Update the records so that each "grass embankment" reads "grassy slope", keeping everything else the same, and leave the pictures out.

---

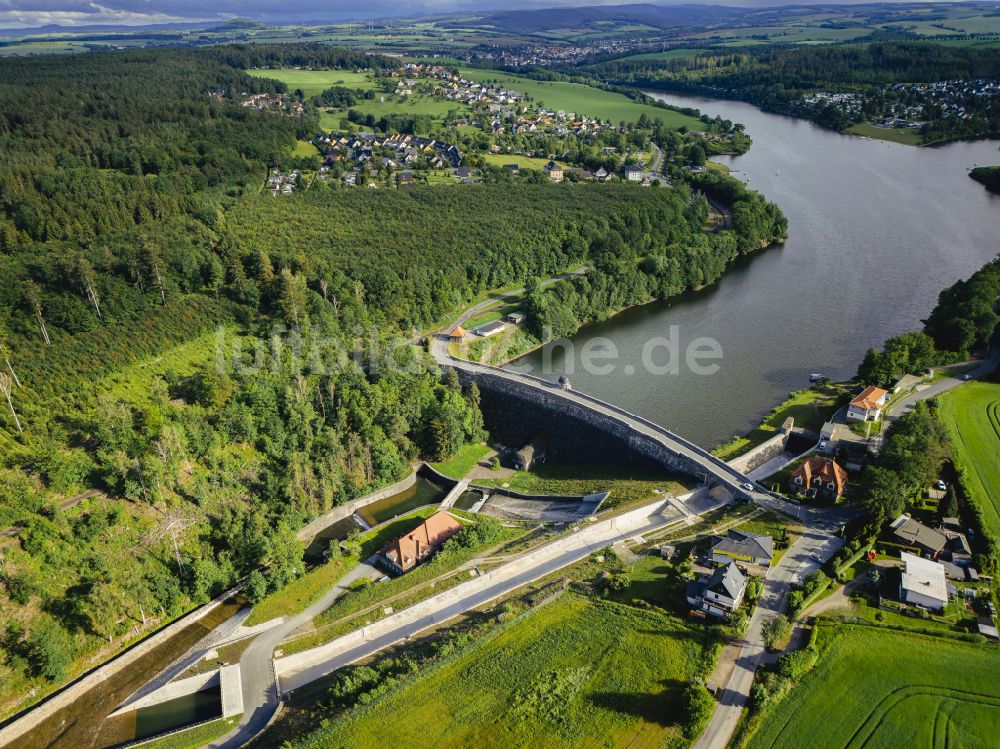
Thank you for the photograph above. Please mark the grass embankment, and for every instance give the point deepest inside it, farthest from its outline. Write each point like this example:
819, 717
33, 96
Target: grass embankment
906, 135
301, 593
365, 601
971, 413
572, 673
462, 461
582, 99
890, 690
810, 408
193, 737
625, 484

---

- [Full answer]
Thank you for the photograph above. Please mark the grassy slope, and for every instance give the point deepest inside it, farthest from its outline. Write each point like this example:
819, 717
33, 96
Target: grassy slope
906, 135
301, 593
365, 601
971, 413
572, 673
462, 461
582, 99
890, 690
810, 408
193, 737
625, 484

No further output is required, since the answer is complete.